▸ WHAT YOU NEED TO DO: Could you rewrite the material from the line containing "Your task is to examine this image and locate chrome antenna" down through the line containing "[716,281,1025,428]", putting "inspect" wherever "examine" appears and changing nothing else?

▸ LISTED RECORDS:
↓↓↓

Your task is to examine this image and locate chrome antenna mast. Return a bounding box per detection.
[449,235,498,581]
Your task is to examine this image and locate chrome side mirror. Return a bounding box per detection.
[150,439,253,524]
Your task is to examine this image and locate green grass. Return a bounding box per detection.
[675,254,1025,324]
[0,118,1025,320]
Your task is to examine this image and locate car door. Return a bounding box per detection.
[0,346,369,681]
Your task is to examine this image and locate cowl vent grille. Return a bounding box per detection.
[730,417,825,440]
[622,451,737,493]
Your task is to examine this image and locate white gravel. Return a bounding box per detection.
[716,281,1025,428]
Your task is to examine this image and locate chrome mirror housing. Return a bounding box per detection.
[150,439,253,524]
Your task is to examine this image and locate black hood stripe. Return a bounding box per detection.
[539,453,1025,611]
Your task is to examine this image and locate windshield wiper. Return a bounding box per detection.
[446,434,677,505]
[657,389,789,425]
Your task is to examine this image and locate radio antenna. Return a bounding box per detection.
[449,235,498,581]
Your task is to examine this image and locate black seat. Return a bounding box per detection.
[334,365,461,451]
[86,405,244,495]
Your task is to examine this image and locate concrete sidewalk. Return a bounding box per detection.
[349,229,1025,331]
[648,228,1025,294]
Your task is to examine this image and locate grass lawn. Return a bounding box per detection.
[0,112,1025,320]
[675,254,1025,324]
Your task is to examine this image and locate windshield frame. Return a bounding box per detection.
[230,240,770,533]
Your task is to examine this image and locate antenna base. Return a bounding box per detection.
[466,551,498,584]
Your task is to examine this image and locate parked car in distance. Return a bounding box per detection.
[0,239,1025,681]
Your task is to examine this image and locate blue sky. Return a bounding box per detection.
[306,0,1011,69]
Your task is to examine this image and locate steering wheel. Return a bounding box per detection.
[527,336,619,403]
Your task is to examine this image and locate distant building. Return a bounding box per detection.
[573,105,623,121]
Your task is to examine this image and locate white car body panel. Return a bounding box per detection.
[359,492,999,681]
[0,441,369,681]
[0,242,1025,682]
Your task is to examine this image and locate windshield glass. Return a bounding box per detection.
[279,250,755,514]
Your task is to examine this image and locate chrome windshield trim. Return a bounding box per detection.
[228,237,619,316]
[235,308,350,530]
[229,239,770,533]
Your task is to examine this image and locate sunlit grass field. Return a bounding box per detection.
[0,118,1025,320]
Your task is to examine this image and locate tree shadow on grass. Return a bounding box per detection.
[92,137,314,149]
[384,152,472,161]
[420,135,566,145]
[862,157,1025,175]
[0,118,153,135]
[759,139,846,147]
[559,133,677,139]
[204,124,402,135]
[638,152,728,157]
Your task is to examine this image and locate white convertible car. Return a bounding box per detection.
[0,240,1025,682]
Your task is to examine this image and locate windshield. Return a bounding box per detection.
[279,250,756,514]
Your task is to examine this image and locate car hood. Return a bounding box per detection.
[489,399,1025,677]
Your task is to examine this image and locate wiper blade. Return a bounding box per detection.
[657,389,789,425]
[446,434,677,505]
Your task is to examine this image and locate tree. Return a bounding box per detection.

↑↑↑
↓↓↓

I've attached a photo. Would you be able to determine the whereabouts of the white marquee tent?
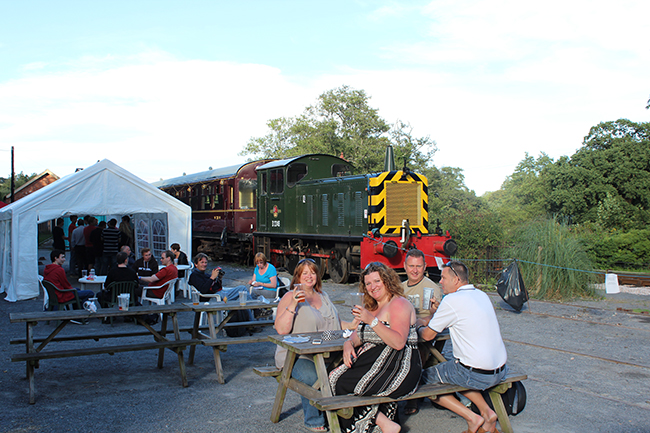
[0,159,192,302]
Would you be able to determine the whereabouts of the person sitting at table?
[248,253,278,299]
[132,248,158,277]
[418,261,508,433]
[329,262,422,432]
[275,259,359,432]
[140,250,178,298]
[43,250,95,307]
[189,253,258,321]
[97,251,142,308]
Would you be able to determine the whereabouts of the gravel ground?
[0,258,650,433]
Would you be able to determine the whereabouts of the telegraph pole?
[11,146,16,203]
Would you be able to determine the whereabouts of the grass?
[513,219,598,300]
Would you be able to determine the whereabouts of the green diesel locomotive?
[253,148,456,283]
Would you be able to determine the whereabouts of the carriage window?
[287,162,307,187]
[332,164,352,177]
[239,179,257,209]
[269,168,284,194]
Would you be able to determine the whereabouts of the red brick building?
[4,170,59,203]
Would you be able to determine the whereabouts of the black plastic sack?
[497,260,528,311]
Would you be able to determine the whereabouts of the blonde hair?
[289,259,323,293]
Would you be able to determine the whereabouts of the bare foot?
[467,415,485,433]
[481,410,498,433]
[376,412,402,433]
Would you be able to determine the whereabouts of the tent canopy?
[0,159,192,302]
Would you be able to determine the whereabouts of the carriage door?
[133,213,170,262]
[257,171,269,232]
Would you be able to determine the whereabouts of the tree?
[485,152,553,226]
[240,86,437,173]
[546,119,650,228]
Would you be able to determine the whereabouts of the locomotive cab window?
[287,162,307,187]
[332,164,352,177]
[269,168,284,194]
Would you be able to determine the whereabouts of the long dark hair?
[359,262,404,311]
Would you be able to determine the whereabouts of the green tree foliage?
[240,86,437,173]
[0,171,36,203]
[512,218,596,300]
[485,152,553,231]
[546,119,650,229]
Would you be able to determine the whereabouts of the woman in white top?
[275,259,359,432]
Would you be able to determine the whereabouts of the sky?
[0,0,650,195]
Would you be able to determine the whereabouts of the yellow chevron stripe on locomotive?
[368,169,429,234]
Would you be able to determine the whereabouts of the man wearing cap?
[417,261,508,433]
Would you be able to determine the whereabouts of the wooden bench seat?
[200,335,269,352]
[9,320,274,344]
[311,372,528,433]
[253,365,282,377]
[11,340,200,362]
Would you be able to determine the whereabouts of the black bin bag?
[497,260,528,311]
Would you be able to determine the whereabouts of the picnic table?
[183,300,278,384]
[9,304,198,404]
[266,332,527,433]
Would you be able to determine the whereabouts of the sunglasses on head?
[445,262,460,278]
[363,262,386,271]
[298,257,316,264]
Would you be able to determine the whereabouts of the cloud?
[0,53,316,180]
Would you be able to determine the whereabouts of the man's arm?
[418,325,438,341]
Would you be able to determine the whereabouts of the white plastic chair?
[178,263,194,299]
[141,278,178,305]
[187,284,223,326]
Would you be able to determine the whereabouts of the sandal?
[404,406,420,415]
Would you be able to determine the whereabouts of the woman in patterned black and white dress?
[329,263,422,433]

↑↑↑

▸ ANSWER:
Your task is to inspect this image and locate chrome antenna mast. Return a bounding box per detection.
[449,235,498,581]
Your task is to inspect this image and locate chrome side mirror. Return a bounding box per detection.
[150,439,253,524]
Your task is to inspect this image and locate green grass. Return a bounding box per detection.
[675,254,1025,324]
[0,118,1025,320]
Your task is to inspect this image and locate car door. Return a bounding box per detection.
[0,346,369,681]
Your task is to inspect this image and locate cowl vent grille. Return a bounding box per detection.
[730,417,825,440]
[622,451,737,493]
Your task is to inspect this image and locate white gravel. Return a bounding box per detection.
[716,281,1025,428]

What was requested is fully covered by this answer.